| SUPPLIED TEXT |
Diabetes drugs can lead to heart failure - Avandia Side Effects

06/25/2009 - A latest study has revealed how a certain category of diabetes drugs can actually increase the risk of heart failure. The class of drugs under study were thiazolidinediones (TZDs).

TZDs linked to heart failure

Thiazolidinediones (TZDs) have been a topic of controversy since 2007 when an examination of Avandia (rosiglitazone), a TZD made by GlaxoSmithKline, showed that patients consuming it have a higher probability of getting affected by a heart attack.

Statistics have also revealed that TZDs are associated with heart failure. The consumption of this class of drugs leads to a condition wherein the heart is not able to pump sufficient blood throughout the body.

Clay Semenkovich, an endocrinologist at the Washington University School of Medicine in St Louis, Missouri, was quoted as saying, “We already knew if you had heart failure you probably should not be taking these drugs, but this paper provides an additional explanation why.”

One of the important reasons why TZDs are harmful for the heart is that they activate a group of molecules named as Peroxisome Proliferator-Activated Receptors (PPAR). PPARs are a group of proteins that help in regulating the expression of genes.

Study details

At the commencement of the study, the main purpose of the authors was to identify what actually happens when the heart muscles enlarge. They did not focus on the diabetes drugs.

Wilhelm Krek, a cancer biologist at the Swiss Federal Institute of Technology in Zurich, said, “If a cancer grows, it outstrips its nutrient and oxygen supply.”

| DATASET ENTRIES |
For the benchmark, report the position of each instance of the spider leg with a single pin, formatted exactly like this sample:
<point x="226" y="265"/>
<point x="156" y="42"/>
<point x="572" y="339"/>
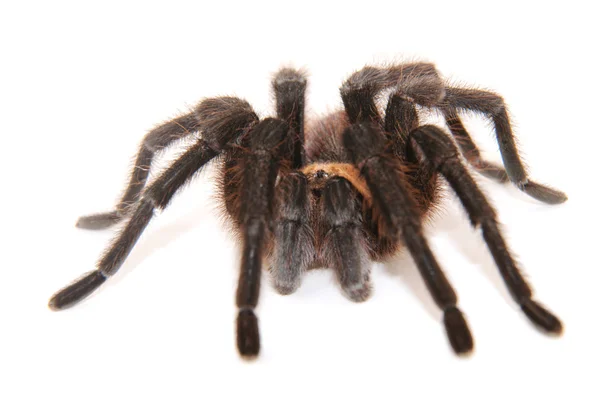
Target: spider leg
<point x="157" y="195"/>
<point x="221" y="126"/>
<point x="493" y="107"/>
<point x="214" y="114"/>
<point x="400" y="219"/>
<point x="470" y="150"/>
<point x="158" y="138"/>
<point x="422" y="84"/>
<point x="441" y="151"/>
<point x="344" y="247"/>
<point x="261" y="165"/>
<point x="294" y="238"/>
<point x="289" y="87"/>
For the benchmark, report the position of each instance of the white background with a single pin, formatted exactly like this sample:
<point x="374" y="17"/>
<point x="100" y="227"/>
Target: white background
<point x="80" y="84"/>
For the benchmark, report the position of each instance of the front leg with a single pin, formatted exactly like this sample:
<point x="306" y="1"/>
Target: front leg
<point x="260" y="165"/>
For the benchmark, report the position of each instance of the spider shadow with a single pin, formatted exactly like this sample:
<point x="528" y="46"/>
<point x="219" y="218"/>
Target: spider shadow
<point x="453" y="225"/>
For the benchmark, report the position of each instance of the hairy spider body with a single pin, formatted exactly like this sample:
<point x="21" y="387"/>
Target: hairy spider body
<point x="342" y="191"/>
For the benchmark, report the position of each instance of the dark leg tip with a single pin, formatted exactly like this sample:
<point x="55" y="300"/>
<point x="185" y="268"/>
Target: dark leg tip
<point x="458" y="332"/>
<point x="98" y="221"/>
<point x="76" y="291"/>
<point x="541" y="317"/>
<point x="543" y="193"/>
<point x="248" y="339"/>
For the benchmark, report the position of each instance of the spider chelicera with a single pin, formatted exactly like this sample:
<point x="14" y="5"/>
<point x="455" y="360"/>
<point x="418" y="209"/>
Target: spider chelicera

| INSTRUCTIONS |
• A. Reproduce the article on diabetes drugs and heart failure from the words "06/25/2009 - A" through "a heart attack.", putting "glitazones" wherever "TZDs" appears.
• B. Continue the article on diabetes drugs and heart failure from its last sentence.
Nothing in the data is needed here.

| RESULTS OF THE TASKS |
• A.
06/25/2009 - A latest study has revealed how a certain category of diabetes drugs can actually increase the risk of heart failure. The class of drugs under study were thiazolidinediones (glitazones).

glitazones linked to heart failure

Thiazolidinediones (glitazones) have been a topic of controversy since 2007 when an examination of Avandia (rosiglitazone), a TZD made by GlaxoSmithKline, showed that patients consuming it have a higher probability of getting affected by a heart attack.

• B.
Researchers believed that a similar sort of mechanism might be taking place in the body when the heart expands in case of a heart attack or during chronic high blood pressure.

Due to the increase in its size, the heart is primarily able to pump more blood but this can eventually make it weak. The enlarged hearts need to work harder to get oxygen. Consequently, it starts burning glucose instead of fat. Because of the accumulation of fat, heart cells ultimately weaken and then eventually die.

It was found that PPAR might aid in this dilapidated condition of the heart, but it was discovered that increased levels of PPAR in heart tissues also caused the conditions that led to heart failure.

When the researchers experimented on the heart cells of the mice, they found out that elimination of PPAR inhibited the accumulation of fat in the heart cells and they did not collapse.

The current study has been published in the June issue of Cell Metabolism.